Work order 1:
Decide whether each statement agrees with the forum thread about note-taking at the game table. Answer yes or no for each and quote the words of the thread that decide it.
(a) Player characters are usually designated by their first initial.
(b) The writer usually records exact damage figures on attacks.
(c) In el-remmen's game, two of the players take notes.
Work order 2:
Write the next part of the forum thread about note-taking at the game table, starting with the reply under the PieAndDragon header.

Text under study:

Reason three: I’m kind of compulsive.

Reason four: I find it does actually make the write-up a little easier.  

*Shorthand*

I do try to streamline my notes, especially in combat, as much as possible.  PCs are usually designated by their first initial, or first two if there’s potential for confusion (Anvil and Annika are their own special brand of fun).  It doesn’t come up much in this battle because my regular character is dead, but ordinarily my combat notes are littered with notations similar to:  “L mm, 7 on _____.”  This translates, “Lira casts magic missile for seven points of damage to _____.”  Although I usually don’t write exact damage figures on attacks, and instead indicate “tink,” “ouch,” or just “_______ hits _______.”

If we’re in a complex venue, I try to make sketches because it’s easier to draw a room than to write down a description, but it doesn’t always happen.  And ultimately in the story hour I generally rely on memory and don’t sweat the details of tactical positioning.

And in case you were wondering, no, I can’t always read my own writing after the fact.


----------



## el-remmen (Oct 10, 2006)

Thanks for posting this!

It is interesting to look at the notes you are essentially writing for yourself and what they look like.

In my game, two of the players take notes (one does quotes, the other does round by round combat) and then I need to interpret and align and decipher the two sets of notes into a coherent whole.

As the make-up of the group changed over the years different people took up the note-taking, so I had new idiosyncracies to deal with when converting notes to prose.


----------



## PieAndDragon (Oct 10, 2006)

Data excerpts:
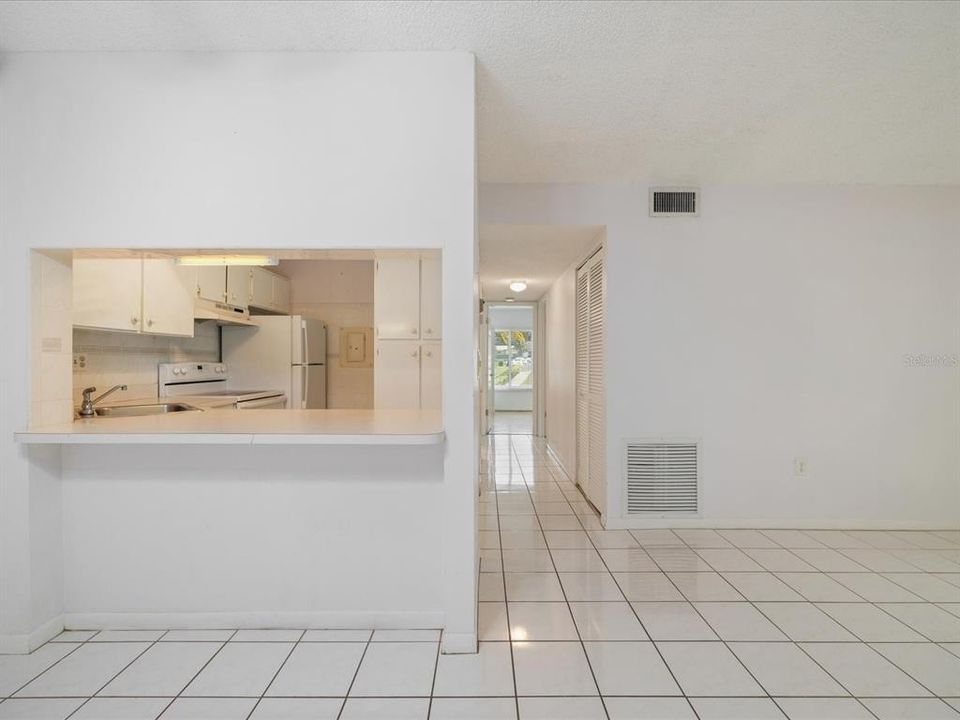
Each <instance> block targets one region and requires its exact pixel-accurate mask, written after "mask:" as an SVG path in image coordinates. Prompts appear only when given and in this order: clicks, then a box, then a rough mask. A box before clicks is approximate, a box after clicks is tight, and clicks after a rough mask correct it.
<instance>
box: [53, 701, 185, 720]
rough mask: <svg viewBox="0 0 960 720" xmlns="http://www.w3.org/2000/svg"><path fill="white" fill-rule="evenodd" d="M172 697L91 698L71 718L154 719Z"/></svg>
mask: <svg viewBox="0 0 960 720" xmlns="http://www.w3.org/2000/svg"><path fill="white" fill-rule="evenodd" d="M169 704H170V698H101V697H96V698H90V700H89V701H87V703H86V704H85V705H84V706H83V707H82V708H80V709H79V710H77V712H76V713H75V714H74V715H71V716H70V720H154V719H155V718H156V717H157V716H158V715H159V714H160V713H161V712H163V709H164V708H165V707H166V706H167V705H169Z"/></svg>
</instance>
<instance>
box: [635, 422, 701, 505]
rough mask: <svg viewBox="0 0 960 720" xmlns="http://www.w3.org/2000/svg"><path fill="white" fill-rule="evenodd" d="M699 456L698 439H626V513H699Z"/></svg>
mask: <svg viewBox="0 0 960 720" xmlns="http://www.w3.org/2000/svg"><path fill="white" fill-rule="evenodd" d="M698 455H699V453H698V447H697V443H696V442H688V441H684V442H666V441H654V442H637V441H629V442H627V444H626V464H625V472H626V479H627V482H626V486H627V514H628V515H659V516H663V515H696V514H697V512H699V500H698V499H699V472H698V466H699V462H698V460H699V458H698Z"/></svg>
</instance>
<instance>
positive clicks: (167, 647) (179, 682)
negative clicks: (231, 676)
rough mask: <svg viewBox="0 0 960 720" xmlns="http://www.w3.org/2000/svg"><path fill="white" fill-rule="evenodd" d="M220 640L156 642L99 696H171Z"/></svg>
mask: <svg viewBox="0 0 960 720" xmlns="http://www.w3.org/2000/svg"><path fill="white" fill-rule="evenodd" d="M222 646H223V644H222V643H202V642H185V643H157V644H156V645H153V646H152V647H151V648H150V649H149V650H147V651H146V652H145V653H144V654H143V655H141V656H140V657H138V658H137V659H136V660H134V661H133V663H131V665H130V666H129V667H128V668H127V669H126V670H124V671H123V672H122V673H120V674H119V675H118V676H117V677H115V678H114V679H113V680H111V681H110V683H109V684H108V685H107V686H106V687H105V688H104V689H103V690H101V691H100V693H99V694H100V695H103V696H107V697H109V696H117V695H121V696H127V697H137V696H148V695H159V696H162V697H173V696H175V695H179V694H180V691H181V690H183V688H185V687H186V686H187V683H189V682H190V681H191V680H192V679H193V676H194V675H196V674H197V673H198V672H200V669H201V668H202V667H203V666H204V665H205V664H206V663H207V661H208V660H210V658H212V657H213V656H214V655H215V654H216V652H217V650H219V649H220V648H221V647H222Z"/></svg>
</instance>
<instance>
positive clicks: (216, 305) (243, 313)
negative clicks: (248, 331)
mask: <svg viewBox="0 0 960 720" xmlns="http://www.w3.org/2000/svg"><path fill="white" fill-rule="evenodd" d="M193 319H194V320H215V321H216V323H217V325H245V326H250V327H256V325H257V323H255V322H254V321H253V320H251V319H250V311H249V310H248V309H247V308H242V307H237V306H236V305H228V304H227V303H222V302H217V301H215V300H206V299H204V298H197V299H196V300H195V301H194V305H193Z"/></svg>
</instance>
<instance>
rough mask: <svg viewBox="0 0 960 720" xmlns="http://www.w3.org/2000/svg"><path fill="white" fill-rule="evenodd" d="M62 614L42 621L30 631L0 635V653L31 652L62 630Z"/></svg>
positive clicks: (62, 616) (18, 653)
mask: <svg viewBox="0 0 960 720" xmlns="http://www.w3.org/2000/svg"><path fill="white" fill-rule="evenodd" d="M63 621H64V618H63V616H62V615H57V616H56V617H52V618H50V619H49V620H47V621H46V622H45V623H42V624H41V625H40V626H39V627H37V628H36V629H34V630H33V631H32V632H30V633H24V634H23V635H0V655H26V654H27V653H32V652H33V651H34V650H36V649H37V648H38V647H40V646H41V645H43V644H44V643H45V642H47V641H48V640H52V639H53V638H55V637H56V636H57V635H59V634H60V633H61V632H63Z"/></svg>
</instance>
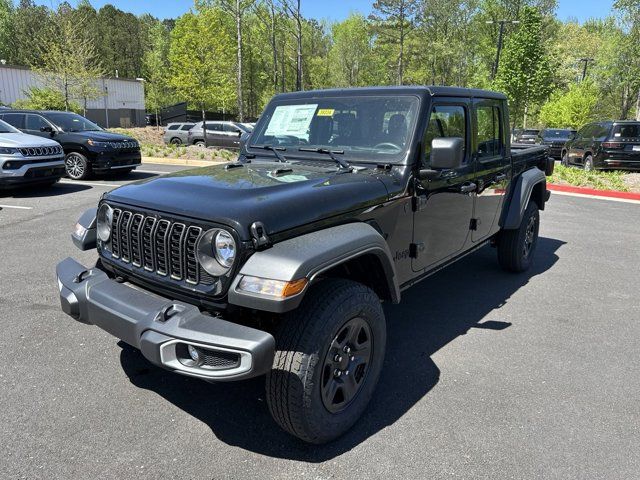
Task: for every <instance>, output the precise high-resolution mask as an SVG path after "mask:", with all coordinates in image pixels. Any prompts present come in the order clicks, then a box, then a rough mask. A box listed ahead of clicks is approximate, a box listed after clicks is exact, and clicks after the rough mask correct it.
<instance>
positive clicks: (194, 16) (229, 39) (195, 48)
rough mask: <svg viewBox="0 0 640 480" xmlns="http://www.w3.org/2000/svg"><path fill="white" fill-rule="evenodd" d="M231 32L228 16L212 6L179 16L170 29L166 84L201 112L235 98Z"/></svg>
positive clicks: (215, 107) (218, 107)
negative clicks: (175, 90) (169, 44)
mask: <svg viewBox="0 0 640 480" xmlns="http://www.w3.org/2000/svg"><path fill="white" fill-rule="evenodd" d="M232 38H233V33H232V29H231V28H230V25H229V23H228V17H227V16H226V15H225V14H224V13H223V12H221V11H220V10H219V9H216V8H205V9H203V10H200V11H197V12H196V13H193V12H189V13H186V14H184V15H183V16H181V17H180V18H179V19H178V20H177V22H176V26H175V28H174V29H173V30H172V31H171V46H170V48H169V62H170V65H171V76H170V84H171V86H172V87H173V88H174V89H175V90H176V93H177V94H178V95H179V96H181V97H182V98H184V99H185V100H187V101H188V102H189V104H190V105H192V106H194V107H196V108H198V109H199V110H201V112H202V119H203V120H204V119H205V112H206V110H207V109H210V108H216V109H222V110H226V109H228V107H229V106H230V105H231V104H232V103H233V101H234V100H235V98H234V90H235V82H234V79H233V77H234V68H233V67H234V62H233V59H232V58H230V57H229V51H231V50H233V41H232Z"/></svg>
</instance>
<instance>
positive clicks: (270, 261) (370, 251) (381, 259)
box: [228, 223, 400, 313]
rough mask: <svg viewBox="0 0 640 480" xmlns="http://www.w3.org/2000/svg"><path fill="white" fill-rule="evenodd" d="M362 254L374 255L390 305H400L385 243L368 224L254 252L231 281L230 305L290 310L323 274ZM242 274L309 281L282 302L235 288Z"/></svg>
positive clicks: (284, 242)
mask: <svg viewBox="0 0 640 480" xmlns="http://www.w3.org/2000/svg"><path fill="white" fill-rule="evenodd" d="M362 255H374V256H375V257H376V259H377V260H379V262H380V265H381V267H382V269H383V270H384V276H385V279H386V283H387V285H386V286H385V287H386V291H387V293H388V295H387V296H388V298H390V299H391V301H392V302H394V303H397V302H399V301H400V288H399V285H398V282H397V279H396V272H395V267H394V264H393V260H392V256H391V252H390V250H389V247H388V245H387V242H386V241H385V239H384V238H383V237H382V235H380V233H378V231H377V230H376V229H375V228H373V227H372V226H371V225H369V224H367V223H349V224H345V225H339V226H336V227H330V228H327V229H324V230H318V231H316V232H311V233H307V234H305V235H301V236H299V237H295V238H291V239H289V240H285V241H283V242H280V243H276V244H275V245H273V246H272V247H271V248H269V249H267V250H262V251H259V252H256V253H254V254H253V255H252V256H251V257H249V259H248V260H247V262H246V263H245V264H244V265H243V266H242V268H241V269H240V272H239V273H238V274H237V275H236V277H235V278H234V280H233V282H232V284H231V287H230V289H229V295H228V301H229V303H230V304H232V305H238V306H241V307H245V308H250V309H255V310H263V311H268V312H275V313H283V312H287V311H290V310H293V309H295V308H297V307H298V305H300V302H301V301H302V299H303V298H304V295H305V294H306V292H307V291H308V289H309V285H312V284H313V282H314V281H316V280H317V279H318V278H319V276H321V275H322V273H323V272H326V271H328V270H330V269H331V268H333V267H336V266H338V265H340V264H342V263H345V262H348V261H350V260H353V259H355V258H357V257H360V256H362ZM245 275H247V276H252V277H260V278H266V279H273V280H280V281H293V280H299V279H301V278H306V279H307V280H308V281H309V282H308V285H307V287H306V288H305V289H304V290H303V291H302V292H300V293H298V294H297V295H293V296H291V297H288V298H285V299H281V298H278V297H270V296H267V295H260V294H254V293H250V292H244V291H241V290H239V289H238V285H239V283H240V280H241V279H242V277H243V276H245Z"/></svg>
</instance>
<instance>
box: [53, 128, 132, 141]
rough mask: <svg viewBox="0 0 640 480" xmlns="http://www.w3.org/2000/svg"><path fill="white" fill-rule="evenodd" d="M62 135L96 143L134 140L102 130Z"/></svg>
mask: <svg viewBox="0 0 640 480" xmlns="http://www.w3.org/2000/svg"><path fill="white" fill-rule="evenodd" d="M62 135H73V136H74V137H77V138H84V139H87V140H89V139H91V140H96V141H98V142H118V141H120V142H121V141H125V140H127V141H131V140H135V139H134V138H132V137H127V136H125V135H120V134H118V133H112V132H105V131H103V130H98V131H95V132H63V133H62Z"/></svg>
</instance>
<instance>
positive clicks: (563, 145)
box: [538, 128, 577, 160]
mask: <svg viewBox="0 0 640 480" xmlns="http://www.w3.org/2000/svg"><path fill="white" fill-rule="evenodd" d="M576 133H577V132H576V130H571V129H568V128H545V129H544V130H542V131H541V132H540V135H539V137H538V143H540V144H542V145H546V146H547V147H549V149H548V152H549V156H550V157H552V158H554V159H557V160H560V159H561V158H562V150H563V148H564V145H565V143H567V142H568V141H569V140H571V139H572V138H573V137H574V136H575V134H576Z"/></svg>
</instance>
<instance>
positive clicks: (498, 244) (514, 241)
mask: <svg viewBox="0 0 640 480" xmlns="http://www.w3.org/2000/svg"><path fill="white" fill-rule="evenodd" d="M539 229H540V212H539V210H538V205H536V203H535V202H529V205H528V206H527V209H526V210H525V212H524V215H523V216H522V221H521V222H520V227H518V228H517V229H515V230H502V231H501V232H500V236H499V237H498V263H499V264H500V266H501V267H502V268H503V269H504V270H507V271H508V272H515V273H519V272H524V271H525V270H528V269H529V267H530V266H531V262H532V260H533V255H534V253H535V251H536V246H537V245H538V231H539Z"/></svg>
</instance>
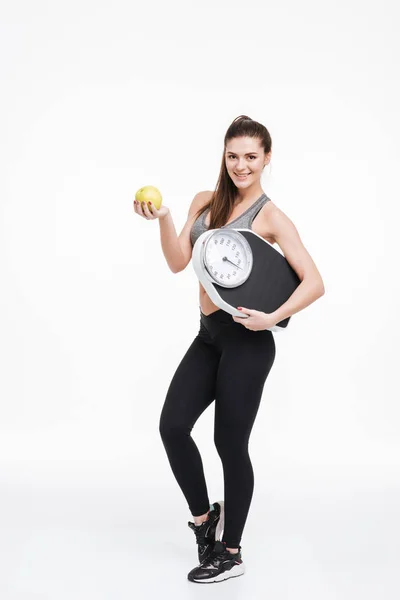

Result 1:
(a) Yes: "PCs are usually designated by their first initial, or first two if there’s potential for confusion"
(b) No: "Although I usually don’t write exact damage figures on attacks"
(c) Yes: "two of the players take notes (one does quotes, the other does round by round combat)"

Result 2:
I have to do it mostly from memory. Which is why I try to write up my story hour accounts within a day or two of the session where they happened. As DM I obviously have access to all the adventure notes, but only get time to make basic notes on what happens during actual play. Notes such as "Reach fishing village. Get to mercenaries square. Sleep one - taken down by rapier" Thats notes for about an hour from Sunday's session .


----------



## spyscribe (Oct 11, 2006)

detmo: Yeah, clearly from the state of my notes, memory plays quite a role in reconstruction for me as well.  Unfortunately, since I started writing after the game had been running for more than a year, being up-to-date has never really been feasible.

el-remmen: Glad you're enjoying!  Hard enough to integrate into a story from my own notes, let alone two different sets from two different people.

I'm attaching the notes for the 11-14-04 game to this post.  There's a good example here of the pitfalls of writing a story hour as a player, instead of as a DM.  Notice on the "a" page, near the bottom there's a reference to the Duke having a _globe of invulnerability_ to match Barnabus's.

It wasn't until I ran the rough draft to Fajitas that I found out it was actually an _antimagic field_.  One of several reasons why Fajitas and I worked out our revision system.


----------



## Shieldhaven (Oct 11, 2006)

Uh, Spyscribe?  11-14-06?  Does Fajitas know about your amazing powers of precognition?  

Haven


----------



## Piratecat (Oct 11, 2006)

She must have grabbed his notes!


----------



## KidCthulhu (Oct 11, 2006)

Piratecat said:
			
		

> She must have grabbed his notes!




I'm grabbing his notes right now, IYKWIMITYD.


----------



## spyscribe (Oct 11, 2006)

Shieldhaven said:
			
		

> Uh, Spyscribe?  11-14-06?  Does Fajitas know about your amazing powers of precognition?
> 
> Haven



He does.  He just doesn't usually spread it around.


----------



## StevenAC (Oct 22, 2006)

Thanks a lot for this thread, spyscribe.  Fascinating stuff!


			
				spyscribe said:
			
		

> In the meantime, see if you can get Fajitas to explain the "crazed weasel of death" mechanic over in the adaptation thread. It was a great bit that we never (alas) got to see in action.



So Fajitas, what's this about?   I see in the first page of spyscribe's notes that "The crazed weasel of death will operate by committee"... I'm intrigued.

Also, spyscribe, I can't quite read the last word in Jeff's quote in the next line, "It is important to me that he be known as the C-_?????_ -- care to fill in the blank?


----------



## Fajitas (Oct 22, 2006)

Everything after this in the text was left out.